Brief a.
In the entries, change "rough mask" to "coarse mask" in the stretch from the line containing "Segmentation: each <instance>" through the line containing "box: [257, 123, 284, 127]". Return only those lines, otherwise unchanged.

(Document text Opens)

11.1         Term. This Agreement shall come into effect from the Effective Date and, unless terminated earlier in accordance with this Article XI, if the Closing has not occurred by 15th May, 2010 (the “Termination Date”), this Agreement and all Related Agreements shall automatically expire on the Termination Date, unless such date has been extended by mutual written agreement of the Parties for such period as the Parties may deem fit, in which event such extended date shall thereafter be the “Termination Date” for purposes of this Agreement and this Agreement and all Related Agreements shall thereafter automatically expire on such new Termination Date.  A termination of this Agreement shall not effect any terms which by the express provisions of this Agreement survive a termination of this Agreement.

11.2         Termination of Agreement.  Anything herein to the contrary notwithstanding, this Agreement and the transactions contemplated by this Agreement may also be terminated by written notice by Buyer or the Seller to the other parties hereto after the Termination Date in accordance with terms specified in the extension notice under 11.1 above or may otherwise be terminated at any time before the Closing, as follows:

 
55

 

(a)           By mutual written consent of Buyer and the Seller;
 
(b)           By Buyer or the Seller by written notice to the other parties, if any conditions set forth in Article VI or Article VII shall not have been satisfied or waived on or before the Closing Date;
 
(c)           By Buyer by written notice to the Seller, if any event occurs or condition exists which would render impossible the satisfaction of one or more conditions to the obligations of Buyer to consummate the transactions contemplated by this Agreement as set forth in Article VI;

(d)           By the Seller by written notice to Buyer, if any event occurs or condition exists which would render impossible the satisfaction of one or more conditions to the obligation of the Company to consummate the transactions contemplated by this Agreement as set forth in Article VII;

(e)           By Buyer by written notice to the Seller, if there has been a material misrepresentation or other material breach by the Company or the Seller in any of their representations, warranties or covenants set forth herein and such breach has not been cured within ten (10) calendar days after notice thereof to the Seller; provided, however, that no cure period shall be required for a breach which by its nature cannot be cured;

(f)           By the Seller by written notice to Buyer, if there has been a material misrepresentation or other material breach by the Buyer in its representations, warranties or covenants set forth herein and such breach has not been cured within ten (10) calendar days after notice thereof to Buyer; provided, however, that no cure period shall be required for a breach which by its nature cannot be cured; and

(g)           By Buyer, if the Company or the Seller solicit, encourage, initiate or negotiate any other sale or combination of the Company or of the Business or any substantial part thereof.

(Document text Closes)

Brief b.
What date does the agreement text set as the Termination Date if the Closing has not occurred?

(Data Opens)

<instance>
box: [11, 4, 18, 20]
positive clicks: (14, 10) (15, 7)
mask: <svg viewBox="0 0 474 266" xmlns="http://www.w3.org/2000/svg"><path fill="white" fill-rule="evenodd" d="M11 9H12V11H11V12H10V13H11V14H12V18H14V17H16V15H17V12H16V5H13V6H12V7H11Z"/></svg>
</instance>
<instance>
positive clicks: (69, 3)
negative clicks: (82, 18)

(Data Closes)
(Data Opens)

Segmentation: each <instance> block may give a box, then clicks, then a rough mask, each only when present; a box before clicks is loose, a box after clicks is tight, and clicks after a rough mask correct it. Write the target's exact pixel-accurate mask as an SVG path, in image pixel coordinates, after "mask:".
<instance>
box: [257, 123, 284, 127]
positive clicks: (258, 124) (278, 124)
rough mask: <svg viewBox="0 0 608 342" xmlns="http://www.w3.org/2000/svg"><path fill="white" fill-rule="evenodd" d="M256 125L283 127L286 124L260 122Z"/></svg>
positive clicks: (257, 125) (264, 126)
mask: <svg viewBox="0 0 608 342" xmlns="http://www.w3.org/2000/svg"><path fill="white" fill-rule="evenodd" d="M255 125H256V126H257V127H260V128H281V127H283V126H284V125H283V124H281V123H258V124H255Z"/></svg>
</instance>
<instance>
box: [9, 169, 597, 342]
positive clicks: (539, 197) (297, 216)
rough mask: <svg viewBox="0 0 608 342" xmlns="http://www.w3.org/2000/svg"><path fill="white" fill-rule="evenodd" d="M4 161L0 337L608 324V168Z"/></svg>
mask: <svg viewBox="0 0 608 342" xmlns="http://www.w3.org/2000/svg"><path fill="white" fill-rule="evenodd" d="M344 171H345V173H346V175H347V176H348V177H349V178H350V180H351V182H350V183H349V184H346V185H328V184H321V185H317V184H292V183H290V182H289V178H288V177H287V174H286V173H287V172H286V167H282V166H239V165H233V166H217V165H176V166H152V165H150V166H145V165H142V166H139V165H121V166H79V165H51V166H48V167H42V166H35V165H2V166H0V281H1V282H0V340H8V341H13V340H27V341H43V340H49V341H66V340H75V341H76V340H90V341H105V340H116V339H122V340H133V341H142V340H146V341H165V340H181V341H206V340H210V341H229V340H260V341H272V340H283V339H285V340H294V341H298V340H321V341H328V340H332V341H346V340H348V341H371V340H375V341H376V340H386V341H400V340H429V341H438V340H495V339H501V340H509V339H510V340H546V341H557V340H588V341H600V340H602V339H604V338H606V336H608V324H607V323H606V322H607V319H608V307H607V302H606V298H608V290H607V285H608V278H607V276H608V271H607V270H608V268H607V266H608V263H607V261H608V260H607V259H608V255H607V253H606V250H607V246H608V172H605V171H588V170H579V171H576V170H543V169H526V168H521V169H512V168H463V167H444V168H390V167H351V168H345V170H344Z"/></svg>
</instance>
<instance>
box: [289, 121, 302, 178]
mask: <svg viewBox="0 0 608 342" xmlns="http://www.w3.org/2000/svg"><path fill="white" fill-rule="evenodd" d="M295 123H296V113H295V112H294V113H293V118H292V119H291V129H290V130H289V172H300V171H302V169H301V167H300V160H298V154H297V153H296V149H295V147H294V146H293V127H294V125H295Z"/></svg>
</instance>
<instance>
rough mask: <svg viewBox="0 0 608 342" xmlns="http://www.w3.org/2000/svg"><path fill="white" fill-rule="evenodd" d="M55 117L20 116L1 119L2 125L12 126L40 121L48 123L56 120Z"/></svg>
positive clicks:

(Data Closes)

Answer a.
Segmentation: each <instance> block may give a box, then clicks, then a coarse mask, each only when present; a box before clicks is loose, a box after clicks is tight, and clicks after a coarse mask correct it. Write the target's exact pixel-accurate mask as an SVG path, in image pixel coordinates, after "mask:".
<instance>
box: [257, 123, 284, 127]

Answer b.
15th May, 2010